* SET PROBLEM A: Which matrix sizes does the passage on Sum of Mutual Information give? List every one.
* SET PROBLEM B: In the passage on Sum of Mutual Information, swap "picked" for "selected" and write out the part that begins at the words "This contains a" and stops after "Algorithm 1 (line 5).".

* SUPPLIED PASSAGE:
As shown in (7), MI is a function of the covariance values from the Gram matrix, i.e., the $ii$ element (${\sigma }_{{\mathbf{x}}_i}$) and $ij$ element (${\sigma }_{{\mathbf{x}}_i{\mathbf{x}}_j}$) of the Gram matrix up to time t. Given the current Gram matrix ($n\times n$) and m newly added training points, the naive operation of the Gram matrix handles the whole $(m+n)\times (m+n)$ matrix, which can be significantly inefficient. Our finding is that the correlation between the existing and newly added inputs has a major impact. This correlation is described in Figure 2 as the $m\times n$ matrix. To evaluate the information for each newly added data point, we introduce Sum of Mutual Information (SMI) for each candidate, to sum each row (i.e., summation of MI between the jth candidate of all other previous training points). For example, SMI for the jth input candidate is defined below.

(8)$\begin{array}{ccc}\hfill smi\left({\mathbf{x}}_j^t\right)& =& I({\mathbf{x}}_j,{\mathbf{x}}_j^t)+I({\mathbf{x}}_2,{\mathbf{x}}_j^t)\cdots +I({\mathbf{x}}_n,{\mathbf{x}}_j^t)\hfill \\ & =& \sum _{i=1}^{n}I({\mathbf{x}}_i,{\mathbf{x}}_j^t)\hfill \end{array}$

This contains a correlation between the current point ${\mathbf{x}}_j$ and all previous inputs. This $smi(·)$ metric is accumulated as $SMI\left(X^t\right)=\{smi\left({\mathbf{x}}_1^t\right),\cdots smi\left({\mathbf{x}}_m^t\right)\}$ and we picked the best one that was the least correlated with previous inputs (9). For updating the Gram matrix, we updated the Gram submatrix $K_{X^t\mathbf{X}}$ as in Algorithm 1 (line 5).

* INFORMATION SUPPLIED:
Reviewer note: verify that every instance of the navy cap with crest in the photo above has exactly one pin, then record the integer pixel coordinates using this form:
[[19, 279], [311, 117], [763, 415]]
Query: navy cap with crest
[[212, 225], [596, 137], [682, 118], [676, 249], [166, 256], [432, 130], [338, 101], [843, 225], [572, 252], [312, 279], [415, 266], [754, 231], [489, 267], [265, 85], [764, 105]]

* EXERCISE ANSWER A:
- n × n
- (m + n) × (m + n)
- m × n

* EXERCISE ANSWER B:
This contains a correlation between the current point ${\mathbf{x}}_j$ and all previous inputs. This $smi(·)$ metric is accumulated as $SMI\left(X^t\right)=\{smi\left({\mathbf{x}}_1^t\right),\cdots smi\left({\mathbf{x}}_m^t\right)\}$ and we selected the best one that was the least correlated with previous inputs (9). For updating the Gram matrix, we updated the Gram submatrix $K_{X^t\mathbf{X}}$ as in Algorithm 1 (line 5).